WHAT YOU NEED TO DO
Leaving the images aside, print every record in the material exactly.

RECORDS TO USE
____

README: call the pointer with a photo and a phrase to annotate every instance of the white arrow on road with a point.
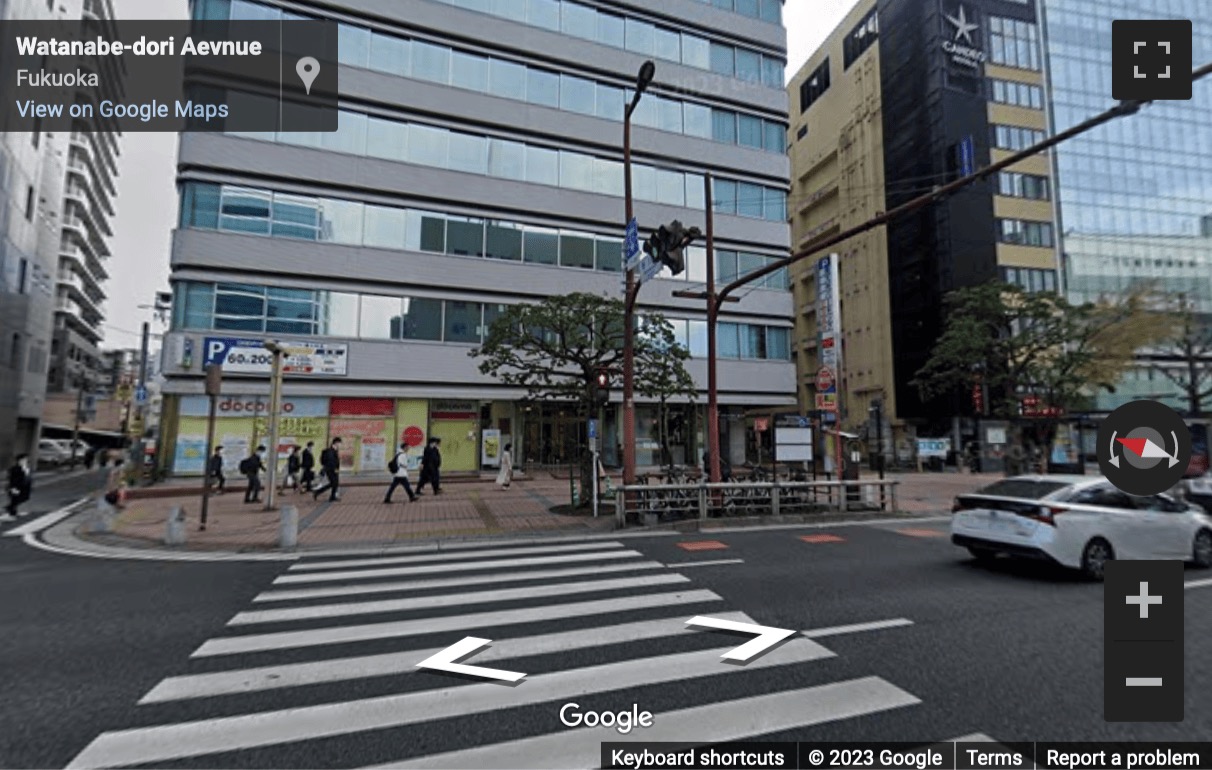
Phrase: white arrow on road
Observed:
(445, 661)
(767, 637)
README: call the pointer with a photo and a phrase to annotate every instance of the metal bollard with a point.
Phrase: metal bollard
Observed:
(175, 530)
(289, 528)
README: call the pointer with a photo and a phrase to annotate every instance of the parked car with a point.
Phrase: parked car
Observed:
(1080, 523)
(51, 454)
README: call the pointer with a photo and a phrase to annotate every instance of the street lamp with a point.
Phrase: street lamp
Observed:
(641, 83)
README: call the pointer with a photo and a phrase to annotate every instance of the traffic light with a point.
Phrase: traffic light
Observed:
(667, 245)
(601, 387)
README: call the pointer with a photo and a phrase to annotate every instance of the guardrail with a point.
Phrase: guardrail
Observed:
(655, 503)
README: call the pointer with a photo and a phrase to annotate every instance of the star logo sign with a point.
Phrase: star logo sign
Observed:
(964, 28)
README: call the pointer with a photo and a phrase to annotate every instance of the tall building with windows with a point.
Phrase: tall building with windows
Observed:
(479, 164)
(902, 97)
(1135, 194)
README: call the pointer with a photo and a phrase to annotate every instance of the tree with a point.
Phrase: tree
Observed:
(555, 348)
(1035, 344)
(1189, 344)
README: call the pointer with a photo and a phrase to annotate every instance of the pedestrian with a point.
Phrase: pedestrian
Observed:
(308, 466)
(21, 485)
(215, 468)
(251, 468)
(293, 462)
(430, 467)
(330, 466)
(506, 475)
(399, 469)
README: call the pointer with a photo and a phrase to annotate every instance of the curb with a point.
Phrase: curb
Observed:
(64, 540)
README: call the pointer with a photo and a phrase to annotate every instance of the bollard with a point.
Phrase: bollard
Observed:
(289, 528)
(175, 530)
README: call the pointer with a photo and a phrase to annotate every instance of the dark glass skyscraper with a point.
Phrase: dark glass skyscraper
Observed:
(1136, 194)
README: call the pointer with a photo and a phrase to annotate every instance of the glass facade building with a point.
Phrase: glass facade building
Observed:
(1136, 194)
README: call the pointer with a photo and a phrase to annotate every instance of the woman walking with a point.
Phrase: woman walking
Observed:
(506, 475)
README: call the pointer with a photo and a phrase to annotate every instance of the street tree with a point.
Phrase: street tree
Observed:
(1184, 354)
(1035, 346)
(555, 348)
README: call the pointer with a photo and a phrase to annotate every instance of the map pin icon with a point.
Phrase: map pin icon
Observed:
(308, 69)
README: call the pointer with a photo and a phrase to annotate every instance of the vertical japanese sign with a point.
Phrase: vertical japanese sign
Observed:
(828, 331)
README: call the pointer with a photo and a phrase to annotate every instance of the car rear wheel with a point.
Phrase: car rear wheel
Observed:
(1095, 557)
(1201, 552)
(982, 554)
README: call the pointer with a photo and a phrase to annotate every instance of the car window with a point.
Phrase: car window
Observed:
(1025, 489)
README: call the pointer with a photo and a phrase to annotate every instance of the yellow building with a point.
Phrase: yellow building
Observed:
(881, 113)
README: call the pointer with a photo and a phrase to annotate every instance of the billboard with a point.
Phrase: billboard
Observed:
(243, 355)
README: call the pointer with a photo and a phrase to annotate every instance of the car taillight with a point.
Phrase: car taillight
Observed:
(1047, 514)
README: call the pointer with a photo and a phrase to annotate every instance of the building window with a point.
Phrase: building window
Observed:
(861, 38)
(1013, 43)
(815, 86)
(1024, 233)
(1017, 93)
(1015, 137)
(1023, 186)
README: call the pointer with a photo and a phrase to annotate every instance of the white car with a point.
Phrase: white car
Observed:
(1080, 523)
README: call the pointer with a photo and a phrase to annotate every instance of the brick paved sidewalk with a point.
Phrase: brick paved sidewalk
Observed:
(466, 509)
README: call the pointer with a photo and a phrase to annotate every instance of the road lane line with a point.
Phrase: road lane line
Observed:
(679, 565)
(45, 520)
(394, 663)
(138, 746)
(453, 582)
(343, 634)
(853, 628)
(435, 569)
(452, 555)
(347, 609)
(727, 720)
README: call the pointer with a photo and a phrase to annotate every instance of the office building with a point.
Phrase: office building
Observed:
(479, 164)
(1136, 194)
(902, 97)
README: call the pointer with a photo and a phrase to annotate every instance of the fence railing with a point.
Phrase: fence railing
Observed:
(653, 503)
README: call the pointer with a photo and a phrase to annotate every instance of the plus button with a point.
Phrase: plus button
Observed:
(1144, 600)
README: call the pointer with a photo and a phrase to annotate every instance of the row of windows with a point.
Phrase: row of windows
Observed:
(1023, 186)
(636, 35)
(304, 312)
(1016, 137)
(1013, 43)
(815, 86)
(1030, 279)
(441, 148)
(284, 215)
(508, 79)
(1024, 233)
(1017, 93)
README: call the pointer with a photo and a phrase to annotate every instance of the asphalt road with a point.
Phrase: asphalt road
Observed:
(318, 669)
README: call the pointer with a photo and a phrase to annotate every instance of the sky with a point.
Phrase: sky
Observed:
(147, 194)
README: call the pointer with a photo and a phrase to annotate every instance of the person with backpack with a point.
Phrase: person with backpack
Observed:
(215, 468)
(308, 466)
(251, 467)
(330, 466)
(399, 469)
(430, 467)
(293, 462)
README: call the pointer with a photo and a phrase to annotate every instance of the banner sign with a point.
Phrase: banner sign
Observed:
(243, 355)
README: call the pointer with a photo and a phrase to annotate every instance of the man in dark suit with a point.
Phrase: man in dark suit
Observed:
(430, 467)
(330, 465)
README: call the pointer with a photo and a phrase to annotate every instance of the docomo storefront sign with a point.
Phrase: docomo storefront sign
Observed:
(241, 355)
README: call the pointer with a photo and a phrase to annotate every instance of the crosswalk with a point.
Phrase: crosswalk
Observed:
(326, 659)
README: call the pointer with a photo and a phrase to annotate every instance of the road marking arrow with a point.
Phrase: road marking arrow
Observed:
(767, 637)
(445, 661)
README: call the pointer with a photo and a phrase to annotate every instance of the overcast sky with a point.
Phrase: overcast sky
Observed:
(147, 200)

____

ANSWER SECTION
README: call the pointer with a photo and a phrase to annotate every instance of the white arrow on road with a point.
Phrase: white arrow on road
Observed:
(445, 661)
(767, 637)
README: call the pointer with a photo and a phrase to annotate every instance of the metal bollard with a point.
Phrase: metal bollard
Observed:
(175, 530)
(289, 528)
README: call the pointer with a photo and a phrase to annotate every instance of the parked car with a point.
Phrase: parked car
Observed:
(1080, 523)
(51, 454)
README: call the pointer with a photo and a phrase to annotate every instance of the street lamp with a point.
Phrase: street lamp
Observed:
(641, 83)
README: call the pointer with a photo and a phrase to annotate every instance of the traffic light with a point.
Phrase: traffic light
Observed:
(667, 245)
(601, 387)
README: call the pointer with a photo and a phrase to annotate every instance of the guardrail with a point.
Phrase: guardrail
Observed:
(655, 503)
README: call the pointer with a photo and a phrase to annotate every instance of the star logo sign with a point.
Phrase: star logo sign
Observed:
(964, 28)
README: call the pointer with a photo and a phrase to annotate every instance of the tall building with windows with a point.
Phrase: tall building with windows
Observed:
(479, 164)
(902, 97)
(1135, 194)
README: call the pointer with a photo and a phrase to annotate every instance of the tree with a point.
Phrase: tree
Observed:
(555, 348)
(1035, 344)
(1189, 344)
README: call the pointer with a photo and a phrase to annotate every instance of the pedestrian with a point.
Phrase: pedestrian
Observed:
(308, 466)
(21, 485)
(215, 468)
(251, 468)
(293, 462)
(430, 467)
(330, 466)
(506, 475)
(399, 469)
README: call the pointer with a photo and a phrase to annotate every instance of the curb with a point.
Phrase: curb
Observed:
(64, 540)
README: call the pointer with a photo and a phrase to annotate every instance of the bollard with a point.
Phrase: bollard
Observed:
(289, 528)
(175, 530)
README: call the pointer with a photo and a phrase to annotate every instance of the dark glass skyscraper with a point.
Phrase: dark glass skyscraper
Observed:
(1136, 194)
README: call the pointer with a photo and a phrase to annotate every instance of the glass facade building with a point.
Phrase: glass facade building
Observed:
(1136, 194)
README: call the pointer with a photo and a phrase to annotate every instance of the woman walking with a point.
Phrase: woman walking
Observed:
(506, 475)
README: call the pointer with a photo and a phrase to annotate every instance of the street tree with a point.
Phrase: street tree
Observed:
(1184, 354)
(1035, 346)
(555, 348)
README: call the pointer with a photo and a phrase to annotate every instance of the map pin icon with a point.
Phrase: map pin icon
Observed:
(308, 69)
README: call the pointer with a photo and a phrase to annotate every instance of the vertical japanese sign with a point.
Phrase: vertical japanese sign
Observed:
(828, 331)
README: call the pointer with a photo and a phrase to annotate every instance of the car rear wheel with a point.
Phrase: car rear wheel
Observed:
(1095, 557)
(1201, 552)
(982, 554)
README: call the pointer with a photo and a phrase to annotate every instance of the car window with a point.
Phrase: car window
Observed:
(1025, 489)
README: call the pointer with a photo and a phrase to annotate every instance of the yellow building with a point.
Phrase: yellow building
Observed:
(881, 113)
README: call the pointer with a photo and a phrase to annotate every instance of the billboard with a point.
Phrase: billboard
Observed:
(243, 355)
README: call the pointer with a photo and a phrase to annotate every instance of the car taillight with a point.
Phrase: car taillight
Observed:
(1047, 514)
README: call the pointer with a photo and a phrase to annotate every instance of the building window with a point.
Phrase: building window
Observed:
(861, 38)
(1013, 43)
(815, 86)
(1024, 233)
(1017, 93)
(1015, 137)
(1023, 186)
README: call the pointer with a photo and a phrase to annotate every instance of the white car with a point.
Phrase: white car
Observed:
(1080, 523)
README: call the pointer with a photo and a phrase to annotate every instance of the brick paved sidewalk with a point.
Phrase: brick paved sidewalk
Observed:
(466, 509)
README: call the pointer with a photo and a phrase to annotate every instance of the road lane line with a point.
Phrase: road lane line
Observed:
(679, 565)
(45, 520)
(394, 663)
(138, 746)
(453, 582)
(343, 634)
(853, 628)
(435, 569)
(452, 555)
(347, 609)
(727, 720)
README: call the pointer with a photo and a phrase to annotate every instance of the office building with a point.
Phrase: office building
Observed:
(479, 164)
(1136, 194)
(902, 97)
README: call the pointer with a photo and a phrase to annotate every instance of the fence railing with a point.
Phrase: fence railing
Observed:
(653, 503)
README: call the pointer with a photo and a phrase to annotate every instance of the plus button with a point.
Phrase: plus button
Observed:
(1144, 600)
README: call the pointer with a photo and a phrase to annotate every instance of the row of windows with a point.
Phrase: row of windows
Observed:
(1023, 186)
(636, 35)
(304, 312)
(1016, 137)
(1013, 43)
(815, 86)
(1030, 279)
(441, 148)
(284, 215)
(508, 79)
(1024, 233)
(1017, 93)
README: call the pointer with a photo and a phrase to annotate every instance of the asphalt road with a point.
Phrase: asphalt road
Observed:
(318, 669)
README: call the pointer with a photo and a phrase to annotate every instance of the sky with a point.
Phrase: sky
Observed:
(147, 194)
README: call the pointer with a photo and a phrase to annotate every instance of the person with backpack with a point.
Phrase: person with backpack
Observed:
(215, 468)
(308, 466)
(251, 467)
(330, 466)
(399, 469)
(430, 467)
(293, 462)
README: call the pointer with a photo and a phrase to annotate every instance of the banner sign with a point.
Phrase: banner sign
Observed:
(243, 355)
README: call the pointer with a photo and a phrase to annotate every instance of the man in dark suit with a point.
Phrase: man in dark suit
Observed:
(430, 467)
(330, 465)
README: call the pointer with a photo and a phrase to annotate every instance of the docomo storefront sign with a point.
Phrase: docomo storefront sign
Observed:
(241, 355)
README: call the pointer with a photo and a phrase to annotate every instance of the crosswalk with a point.
Phrase: crosswalk
Observed:
(326, 659)
README: call the pointer with a photo and a phrase to annotate every instance of the road marking arrow with a point.
Phrase: road marking arrow
Observed:
(767, 637)
(445, 661)
README: call the pointer with a photo and a phrase to annotate every instance of the overcast sky with a point.
Phrase: overcast sky
Observed:
(147, 200)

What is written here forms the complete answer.